- [What to work on] Update the records from their start through the line containing "rough mask: <svg", inclusive, so that "clicks" reads "points" with all else unchanged, and give back only those lines.

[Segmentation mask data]
-----
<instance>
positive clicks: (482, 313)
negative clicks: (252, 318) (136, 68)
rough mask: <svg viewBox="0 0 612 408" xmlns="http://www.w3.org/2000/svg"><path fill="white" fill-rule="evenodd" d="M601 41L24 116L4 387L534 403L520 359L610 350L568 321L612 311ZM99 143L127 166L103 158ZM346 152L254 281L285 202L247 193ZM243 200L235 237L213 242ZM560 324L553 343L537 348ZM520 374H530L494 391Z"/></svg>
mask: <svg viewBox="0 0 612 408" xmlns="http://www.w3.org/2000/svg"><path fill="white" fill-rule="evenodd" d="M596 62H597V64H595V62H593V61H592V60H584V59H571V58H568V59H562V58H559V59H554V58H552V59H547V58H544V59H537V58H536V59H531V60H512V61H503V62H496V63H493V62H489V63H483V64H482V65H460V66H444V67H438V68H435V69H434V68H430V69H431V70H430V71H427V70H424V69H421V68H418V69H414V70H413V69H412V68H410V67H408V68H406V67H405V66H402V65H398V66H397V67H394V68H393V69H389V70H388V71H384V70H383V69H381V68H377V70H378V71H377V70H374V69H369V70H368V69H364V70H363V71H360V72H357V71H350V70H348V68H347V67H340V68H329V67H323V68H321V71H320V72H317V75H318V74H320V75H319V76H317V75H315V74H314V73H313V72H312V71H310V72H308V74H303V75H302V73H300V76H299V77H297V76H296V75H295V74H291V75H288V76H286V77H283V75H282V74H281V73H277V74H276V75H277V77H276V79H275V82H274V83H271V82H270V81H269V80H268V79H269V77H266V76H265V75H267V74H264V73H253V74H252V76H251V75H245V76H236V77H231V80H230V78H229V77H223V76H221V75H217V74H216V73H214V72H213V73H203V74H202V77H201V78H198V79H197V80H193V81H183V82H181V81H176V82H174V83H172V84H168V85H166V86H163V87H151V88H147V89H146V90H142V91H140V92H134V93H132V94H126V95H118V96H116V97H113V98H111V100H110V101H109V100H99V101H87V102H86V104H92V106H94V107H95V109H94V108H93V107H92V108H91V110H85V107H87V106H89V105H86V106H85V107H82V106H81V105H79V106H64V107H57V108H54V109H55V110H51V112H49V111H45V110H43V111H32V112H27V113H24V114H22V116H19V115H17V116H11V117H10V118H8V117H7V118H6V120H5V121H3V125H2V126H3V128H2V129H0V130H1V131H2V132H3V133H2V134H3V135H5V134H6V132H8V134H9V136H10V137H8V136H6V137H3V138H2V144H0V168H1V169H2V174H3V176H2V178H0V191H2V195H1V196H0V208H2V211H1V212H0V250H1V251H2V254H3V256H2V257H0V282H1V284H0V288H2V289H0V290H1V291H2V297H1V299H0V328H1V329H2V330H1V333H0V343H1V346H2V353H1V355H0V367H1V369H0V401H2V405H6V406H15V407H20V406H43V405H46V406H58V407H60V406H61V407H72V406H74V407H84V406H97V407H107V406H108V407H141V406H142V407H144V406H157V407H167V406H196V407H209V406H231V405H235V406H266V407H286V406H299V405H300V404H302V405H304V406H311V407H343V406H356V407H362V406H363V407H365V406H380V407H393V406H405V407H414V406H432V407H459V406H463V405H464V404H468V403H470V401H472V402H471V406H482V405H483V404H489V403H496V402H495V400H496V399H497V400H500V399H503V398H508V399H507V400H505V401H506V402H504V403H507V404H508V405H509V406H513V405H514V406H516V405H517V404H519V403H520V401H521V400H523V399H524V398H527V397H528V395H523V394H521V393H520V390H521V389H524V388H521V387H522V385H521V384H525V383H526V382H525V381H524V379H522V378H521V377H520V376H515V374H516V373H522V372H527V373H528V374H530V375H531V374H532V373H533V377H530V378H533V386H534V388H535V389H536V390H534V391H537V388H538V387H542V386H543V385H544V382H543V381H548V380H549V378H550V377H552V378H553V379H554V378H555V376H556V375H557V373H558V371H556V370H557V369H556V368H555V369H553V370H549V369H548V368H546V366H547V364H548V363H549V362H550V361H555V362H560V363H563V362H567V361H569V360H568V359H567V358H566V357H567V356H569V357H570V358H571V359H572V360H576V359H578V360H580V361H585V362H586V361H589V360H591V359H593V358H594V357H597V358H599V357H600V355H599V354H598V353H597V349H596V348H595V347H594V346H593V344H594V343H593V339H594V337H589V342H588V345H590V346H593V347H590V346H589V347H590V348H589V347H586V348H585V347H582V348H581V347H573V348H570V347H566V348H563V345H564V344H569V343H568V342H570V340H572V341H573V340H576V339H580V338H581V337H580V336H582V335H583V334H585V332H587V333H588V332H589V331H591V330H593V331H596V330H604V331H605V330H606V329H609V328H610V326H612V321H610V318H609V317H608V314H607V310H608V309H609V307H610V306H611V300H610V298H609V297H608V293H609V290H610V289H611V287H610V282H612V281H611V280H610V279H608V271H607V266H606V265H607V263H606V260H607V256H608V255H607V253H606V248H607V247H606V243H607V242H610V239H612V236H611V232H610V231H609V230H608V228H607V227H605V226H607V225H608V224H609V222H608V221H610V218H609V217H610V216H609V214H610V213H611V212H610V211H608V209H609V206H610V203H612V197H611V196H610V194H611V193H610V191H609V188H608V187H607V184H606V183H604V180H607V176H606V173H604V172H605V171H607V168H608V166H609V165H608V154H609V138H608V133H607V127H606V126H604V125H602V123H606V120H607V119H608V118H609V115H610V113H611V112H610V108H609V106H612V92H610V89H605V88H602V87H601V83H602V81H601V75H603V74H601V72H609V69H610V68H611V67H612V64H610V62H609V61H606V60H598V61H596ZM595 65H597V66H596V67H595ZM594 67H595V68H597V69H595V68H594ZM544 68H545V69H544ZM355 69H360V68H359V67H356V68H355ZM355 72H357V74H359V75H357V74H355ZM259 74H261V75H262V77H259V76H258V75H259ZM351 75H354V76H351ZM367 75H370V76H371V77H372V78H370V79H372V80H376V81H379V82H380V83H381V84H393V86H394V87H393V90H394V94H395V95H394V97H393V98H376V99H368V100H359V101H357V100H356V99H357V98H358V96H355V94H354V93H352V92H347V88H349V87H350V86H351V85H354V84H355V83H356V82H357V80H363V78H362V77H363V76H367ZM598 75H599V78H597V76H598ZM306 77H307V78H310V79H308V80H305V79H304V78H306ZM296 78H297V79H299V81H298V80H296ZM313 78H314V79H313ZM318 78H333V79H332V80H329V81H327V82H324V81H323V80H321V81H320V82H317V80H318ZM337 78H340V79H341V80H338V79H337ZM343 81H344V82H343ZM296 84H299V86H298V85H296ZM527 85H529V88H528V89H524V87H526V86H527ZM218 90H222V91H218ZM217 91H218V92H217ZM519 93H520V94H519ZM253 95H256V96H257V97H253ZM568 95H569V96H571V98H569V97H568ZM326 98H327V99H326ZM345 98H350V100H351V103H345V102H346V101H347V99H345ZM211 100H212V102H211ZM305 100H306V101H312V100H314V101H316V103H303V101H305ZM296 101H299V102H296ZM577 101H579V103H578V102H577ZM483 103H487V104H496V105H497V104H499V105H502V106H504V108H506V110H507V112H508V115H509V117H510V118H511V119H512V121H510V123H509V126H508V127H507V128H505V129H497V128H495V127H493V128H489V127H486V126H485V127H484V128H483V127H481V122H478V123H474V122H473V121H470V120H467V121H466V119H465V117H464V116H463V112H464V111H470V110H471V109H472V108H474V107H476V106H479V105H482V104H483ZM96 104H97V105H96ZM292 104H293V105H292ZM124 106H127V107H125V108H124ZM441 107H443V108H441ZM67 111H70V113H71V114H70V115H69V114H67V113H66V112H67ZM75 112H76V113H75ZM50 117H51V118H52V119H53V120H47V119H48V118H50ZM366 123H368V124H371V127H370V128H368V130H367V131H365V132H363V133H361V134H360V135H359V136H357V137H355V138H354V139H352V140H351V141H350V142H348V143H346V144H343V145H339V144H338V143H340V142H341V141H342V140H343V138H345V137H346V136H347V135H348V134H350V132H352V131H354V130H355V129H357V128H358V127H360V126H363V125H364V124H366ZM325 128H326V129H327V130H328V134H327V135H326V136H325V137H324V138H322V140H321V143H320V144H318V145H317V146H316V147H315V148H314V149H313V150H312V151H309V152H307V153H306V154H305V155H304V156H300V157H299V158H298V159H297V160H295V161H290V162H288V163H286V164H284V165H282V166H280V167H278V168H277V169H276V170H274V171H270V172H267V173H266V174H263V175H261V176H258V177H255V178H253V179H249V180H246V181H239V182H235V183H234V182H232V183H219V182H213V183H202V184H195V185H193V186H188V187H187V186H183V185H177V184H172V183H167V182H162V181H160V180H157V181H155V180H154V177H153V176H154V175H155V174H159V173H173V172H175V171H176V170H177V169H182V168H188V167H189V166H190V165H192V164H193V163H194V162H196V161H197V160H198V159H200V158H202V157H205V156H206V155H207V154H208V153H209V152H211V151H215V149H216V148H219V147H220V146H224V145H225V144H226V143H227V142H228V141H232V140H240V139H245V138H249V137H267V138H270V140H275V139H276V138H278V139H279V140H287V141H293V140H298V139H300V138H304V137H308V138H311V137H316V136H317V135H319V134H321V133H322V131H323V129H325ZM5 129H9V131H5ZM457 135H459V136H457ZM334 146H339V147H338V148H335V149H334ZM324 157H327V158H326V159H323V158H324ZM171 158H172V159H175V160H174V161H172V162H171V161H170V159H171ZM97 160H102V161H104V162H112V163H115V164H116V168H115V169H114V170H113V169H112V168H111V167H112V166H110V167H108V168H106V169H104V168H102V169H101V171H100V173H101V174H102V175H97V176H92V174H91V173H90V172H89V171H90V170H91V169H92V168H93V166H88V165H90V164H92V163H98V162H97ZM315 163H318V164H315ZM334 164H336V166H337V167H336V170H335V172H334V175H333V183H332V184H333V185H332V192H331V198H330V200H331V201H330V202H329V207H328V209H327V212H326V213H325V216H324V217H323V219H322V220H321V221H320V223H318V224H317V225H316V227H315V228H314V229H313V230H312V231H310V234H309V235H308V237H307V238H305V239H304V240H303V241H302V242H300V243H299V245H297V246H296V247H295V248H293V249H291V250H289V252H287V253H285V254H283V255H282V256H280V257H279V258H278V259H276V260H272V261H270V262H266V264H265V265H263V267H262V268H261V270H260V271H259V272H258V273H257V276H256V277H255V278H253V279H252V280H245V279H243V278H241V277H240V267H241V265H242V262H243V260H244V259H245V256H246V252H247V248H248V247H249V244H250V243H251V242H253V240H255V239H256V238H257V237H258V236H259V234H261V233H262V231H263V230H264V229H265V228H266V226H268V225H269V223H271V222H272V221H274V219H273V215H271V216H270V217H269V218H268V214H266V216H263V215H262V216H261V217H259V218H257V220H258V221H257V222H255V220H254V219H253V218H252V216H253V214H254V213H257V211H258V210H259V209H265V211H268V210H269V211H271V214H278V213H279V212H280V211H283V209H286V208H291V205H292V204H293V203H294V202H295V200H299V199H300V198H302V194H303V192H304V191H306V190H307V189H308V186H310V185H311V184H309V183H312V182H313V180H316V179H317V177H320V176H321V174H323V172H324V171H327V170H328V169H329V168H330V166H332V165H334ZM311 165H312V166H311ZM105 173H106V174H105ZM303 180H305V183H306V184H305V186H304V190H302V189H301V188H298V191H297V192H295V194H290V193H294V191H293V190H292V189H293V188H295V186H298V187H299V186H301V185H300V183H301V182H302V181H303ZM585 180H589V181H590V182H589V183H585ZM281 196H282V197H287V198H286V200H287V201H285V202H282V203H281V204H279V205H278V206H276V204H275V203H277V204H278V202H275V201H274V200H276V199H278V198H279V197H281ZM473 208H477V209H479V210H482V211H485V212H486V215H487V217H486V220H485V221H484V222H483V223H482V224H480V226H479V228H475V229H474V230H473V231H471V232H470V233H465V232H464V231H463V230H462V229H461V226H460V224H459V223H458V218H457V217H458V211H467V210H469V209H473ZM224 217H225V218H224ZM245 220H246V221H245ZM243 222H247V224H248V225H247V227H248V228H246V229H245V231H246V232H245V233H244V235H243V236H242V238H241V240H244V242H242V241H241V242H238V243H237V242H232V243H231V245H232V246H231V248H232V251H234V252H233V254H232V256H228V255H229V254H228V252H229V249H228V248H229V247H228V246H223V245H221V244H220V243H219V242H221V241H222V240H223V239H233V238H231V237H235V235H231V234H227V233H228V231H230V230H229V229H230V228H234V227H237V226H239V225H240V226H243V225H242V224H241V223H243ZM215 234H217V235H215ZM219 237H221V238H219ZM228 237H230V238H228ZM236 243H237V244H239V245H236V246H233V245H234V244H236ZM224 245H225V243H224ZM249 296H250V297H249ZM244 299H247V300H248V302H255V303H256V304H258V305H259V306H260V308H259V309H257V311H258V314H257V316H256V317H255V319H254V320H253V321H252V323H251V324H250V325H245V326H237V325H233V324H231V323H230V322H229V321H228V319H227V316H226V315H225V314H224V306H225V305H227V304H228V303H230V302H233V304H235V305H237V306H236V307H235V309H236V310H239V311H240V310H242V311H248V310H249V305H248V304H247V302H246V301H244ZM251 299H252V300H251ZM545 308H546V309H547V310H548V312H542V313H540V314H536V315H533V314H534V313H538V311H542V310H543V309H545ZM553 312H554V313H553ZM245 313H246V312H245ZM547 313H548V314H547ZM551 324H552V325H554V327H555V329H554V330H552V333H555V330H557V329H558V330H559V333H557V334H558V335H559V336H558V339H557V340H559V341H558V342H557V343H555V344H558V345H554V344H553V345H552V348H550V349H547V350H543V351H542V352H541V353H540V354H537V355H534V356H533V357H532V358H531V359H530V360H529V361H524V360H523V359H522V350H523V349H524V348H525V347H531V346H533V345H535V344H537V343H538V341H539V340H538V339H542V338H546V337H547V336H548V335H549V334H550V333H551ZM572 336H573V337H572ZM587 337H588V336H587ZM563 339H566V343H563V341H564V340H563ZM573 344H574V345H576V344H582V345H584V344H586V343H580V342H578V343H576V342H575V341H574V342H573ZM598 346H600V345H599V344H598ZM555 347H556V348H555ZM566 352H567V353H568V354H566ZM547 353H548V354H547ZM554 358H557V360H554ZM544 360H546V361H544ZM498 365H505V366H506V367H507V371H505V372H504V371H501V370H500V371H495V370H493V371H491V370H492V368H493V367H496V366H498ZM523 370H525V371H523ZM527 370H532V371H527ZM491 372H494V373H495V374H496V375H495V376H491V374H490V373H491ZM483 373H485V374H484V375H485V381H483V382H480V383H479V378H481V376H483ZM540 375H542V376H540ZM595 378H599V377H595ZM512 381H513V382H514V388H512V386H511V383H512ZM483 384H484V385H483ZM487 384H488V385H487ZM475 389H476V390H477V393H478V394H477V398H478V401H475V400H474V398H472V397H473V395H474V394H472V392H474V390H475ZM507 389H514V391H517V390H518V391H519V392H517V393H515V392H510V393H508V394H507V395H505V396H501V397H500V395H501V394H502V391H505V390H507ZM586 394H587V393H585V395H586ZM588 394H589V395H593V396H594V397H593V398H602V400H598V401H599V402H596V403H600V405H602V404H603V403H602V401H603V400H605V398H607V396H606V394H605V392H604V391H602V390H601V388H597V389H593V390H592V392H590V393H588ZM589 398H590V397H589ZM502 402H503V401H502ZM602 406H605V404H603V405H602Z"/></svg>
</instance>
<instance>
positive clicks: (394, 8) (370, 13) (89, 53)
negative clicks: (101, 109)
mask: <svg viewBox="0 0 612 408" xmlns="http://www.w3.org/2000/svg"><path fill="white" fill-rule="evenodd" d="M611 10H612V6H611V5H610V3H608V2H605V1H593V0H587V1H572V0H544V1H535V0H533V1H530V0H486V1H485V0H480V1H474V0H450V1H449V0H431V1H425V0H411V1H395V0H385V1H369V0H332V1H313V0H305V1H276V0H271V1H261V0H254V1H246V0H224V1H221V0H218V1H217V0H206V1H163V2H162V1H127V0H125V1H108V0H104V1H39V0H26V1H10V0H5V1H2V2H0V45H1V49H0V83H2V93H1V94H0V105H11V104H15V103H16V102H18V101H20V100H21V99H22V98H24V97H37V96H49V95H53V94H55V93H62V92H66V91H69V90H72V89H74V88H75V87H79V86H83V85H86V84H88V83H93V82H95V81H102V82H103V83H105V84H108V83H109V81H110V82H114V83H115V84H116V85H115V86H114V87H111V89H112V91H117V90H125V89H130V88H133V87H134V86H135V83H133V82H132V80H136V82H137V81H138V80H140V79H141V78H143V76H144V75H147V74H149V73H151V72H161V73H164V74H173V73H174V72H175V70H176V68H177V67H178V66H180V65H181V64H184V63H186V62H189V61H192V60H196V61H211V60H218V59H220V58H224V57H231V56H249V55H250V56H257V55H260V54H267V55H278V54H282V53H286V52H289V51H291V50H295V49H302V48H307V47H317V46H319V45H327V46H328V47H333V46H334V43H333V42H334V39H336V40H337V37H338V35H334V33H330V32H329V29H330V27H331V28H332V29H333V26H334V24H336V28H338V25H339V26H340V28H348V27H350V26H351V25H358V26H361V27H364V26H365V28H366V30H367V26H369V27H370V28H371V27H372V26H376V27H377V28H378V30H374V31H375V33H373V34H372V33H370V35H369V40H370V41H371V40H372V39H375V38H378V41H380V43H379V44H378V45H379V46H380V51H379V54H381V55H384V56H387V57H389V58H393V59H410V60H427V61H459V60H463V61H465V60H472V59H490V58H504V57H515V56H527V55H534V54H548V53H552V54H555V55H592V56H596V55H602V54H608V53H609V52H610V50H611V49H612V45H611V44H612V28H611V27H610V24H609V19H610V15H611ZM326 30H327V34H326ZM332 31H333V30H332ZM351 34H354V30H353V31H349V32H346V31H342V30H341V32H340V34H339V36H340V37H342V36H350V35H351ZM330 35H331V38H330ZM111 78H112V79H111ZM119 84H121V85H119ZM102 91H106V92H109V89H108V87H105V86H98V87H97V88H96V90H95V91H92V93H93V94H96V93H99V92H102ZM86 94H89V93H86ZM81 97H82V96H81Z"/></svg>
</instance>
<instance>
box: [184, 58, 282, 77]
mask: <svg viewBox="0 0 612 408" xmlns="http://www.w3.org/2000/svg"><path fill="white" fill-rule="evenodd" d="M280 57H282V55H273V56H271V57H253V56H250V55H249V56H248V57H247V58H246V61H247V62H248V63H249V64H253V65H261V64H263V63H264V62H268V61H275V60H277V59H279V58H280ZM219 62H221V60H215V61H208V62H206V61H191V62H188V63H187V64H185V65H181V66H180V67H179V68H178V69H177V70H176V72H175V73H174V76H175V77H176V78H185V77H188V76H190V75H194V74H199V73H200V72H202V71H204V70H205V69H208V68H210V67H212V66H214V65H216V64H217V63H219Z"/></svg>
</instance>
-----
- [Solution]
<instance>
positive points: (482, 313)
negative points: (252, 318) (136, 68)
rough mask: <svg viewBox="0 0 612 408" xmlns="http://www.w3.org/2000/svg"><path fill="white" fill-rule="evenodd" d="M601 41L24 116L4 387L534 403L520 359L610 350L568 321L612 311ZM99 143L127 166L103 158ZM346 152L254 281L285 202L247 193ZM243 200L235 237L213 242ZM560 324L553 343L537 348ZM520 374H530L494 391Z"/></svg>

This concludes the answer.